▶ [Tasks to complete]:
1 > Decide whether each statement agrees with the passage on restaurant workers' mental health: (a) Abby Hoffman is the general manager of French 75; (b) Bourdain died in mid-2020; (c) Flores has been in her role for one year. Answer yes or no for each and quote the deciding words of the passage.
2 > Repeat word for word a portion of the passage on restaurant workers' mental health, beginning at the words that contain "The death by" and stopping after "many restaurant workers.".

▶ [Source extract]:
•••

Flores is six months into this new adventure. The owners say her presence gives them a competitive advantage and hope it helps with retention and turnover among their employees.

Restaurant staff often work difficult hours and can be prone to substance use issues — they also approach the job with a grind-it-out mentality. Many workers either don't ask for help or don't always see mental self-care as important; and restaurant culture historically hasn't prioritized it, or has viewed it as something employees should deal with on their own time.

"It has been a really important option and a resource for our team right now," says Abby Hoffman, the general manager of French 75. "I was just overjoyed when I found out that this program was starting."

She gives the effort high marks, and says it builds on earlier efforts to recognize the psychological toll of restaurant jobs .

"I think the conversation really started around the death of Anthony Bourdain, knowing how important mental health and caring for ourselves was," Hoffman says. "And we were able to kind of have that conversation a little bit."

The death by suicide of the charismatic Bourdain, a celebrity chef and TV star who openly struggled with addiction and mental health troubles, resonated with many restaurant workers.

Bourdain died in mid-2018. Then, Hoffman says, came the pandemic, which helped relaunch tough conversations about the psychological impacts of their jobs: "We were, again, able to say, 'this is something, this is so stressful and scary, and we need to be able to talk about this.'"

•••

▶ [Given information]:

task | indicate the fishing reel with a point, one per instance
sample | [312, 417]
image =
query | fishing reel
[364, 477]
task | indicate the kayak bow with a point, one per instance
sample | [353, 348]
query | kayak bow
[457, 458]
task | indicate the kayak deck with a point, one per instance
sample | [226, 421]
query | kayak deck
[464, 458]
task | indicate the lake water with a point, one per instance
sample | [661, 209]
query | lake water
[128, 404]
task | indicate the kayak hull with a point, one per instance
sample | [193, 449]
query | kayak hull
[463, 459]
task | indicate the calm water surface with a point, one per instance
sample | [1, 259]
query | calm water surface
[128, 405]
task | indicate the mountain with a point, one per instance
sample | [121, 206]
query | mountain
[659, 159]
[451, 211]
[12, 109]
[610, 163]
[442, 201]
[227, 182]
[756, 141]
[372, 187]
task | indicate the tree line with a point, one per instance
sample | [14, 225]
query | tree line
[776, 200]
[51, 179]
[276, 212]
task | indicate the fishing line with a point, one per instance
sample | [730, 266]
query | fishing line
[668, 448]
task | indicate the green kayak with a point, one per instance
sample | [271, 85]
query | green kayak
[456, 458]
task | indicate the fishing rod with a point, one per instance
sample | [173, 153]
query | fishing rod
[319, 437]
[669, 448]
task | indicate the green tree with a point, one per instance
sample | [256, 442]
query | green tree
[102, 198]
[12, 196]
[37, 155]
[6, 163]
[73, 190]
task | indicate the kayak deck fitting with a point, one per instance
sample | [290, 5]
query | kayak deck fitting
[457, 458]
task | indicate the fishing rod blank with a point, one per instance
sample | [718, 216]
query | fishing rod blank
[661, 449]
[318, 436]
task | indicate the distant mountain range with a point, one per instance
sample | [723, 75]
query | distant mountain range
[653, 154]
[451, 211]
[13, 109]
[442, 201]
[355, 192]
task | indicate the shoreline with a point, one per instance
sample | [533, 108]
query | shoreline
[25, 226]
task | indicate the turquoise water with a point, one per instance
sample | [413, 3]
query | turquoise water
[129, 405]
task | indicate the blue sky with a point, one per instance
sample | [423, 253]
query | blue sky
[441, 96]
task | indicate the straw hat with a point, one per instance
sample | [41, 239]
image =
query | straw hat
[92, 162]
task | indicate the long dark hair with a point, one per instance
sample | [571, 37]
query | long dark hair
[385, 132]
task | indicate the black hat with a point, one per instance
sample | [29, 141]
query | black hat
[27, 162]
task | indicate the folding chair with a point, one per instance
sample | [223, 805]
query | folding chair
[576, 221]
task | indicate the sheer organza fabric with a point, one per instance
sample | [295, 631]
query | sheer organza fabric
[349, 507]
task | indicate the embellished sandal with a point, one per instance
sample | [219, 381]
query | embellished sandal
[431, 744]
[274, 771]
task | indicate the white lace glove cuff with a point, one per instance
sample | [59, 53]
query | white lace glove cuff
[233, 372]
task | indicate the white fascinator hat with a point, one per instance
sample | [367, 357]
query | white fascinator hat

•••

▶ [Solutions by task]:
1 >
(a) Yes: "says Abby Hoffman, the general manager of French 75"
(b) No: "Bourdain died in mid-2018."
(c) No: "Flores is six months into this new adventure."

2 >
The death by suicide of the charismatic Bourdain, a celebrity chef and TV star who openly struggled with addiction and mental health troubles, resonated with many restaurant workers.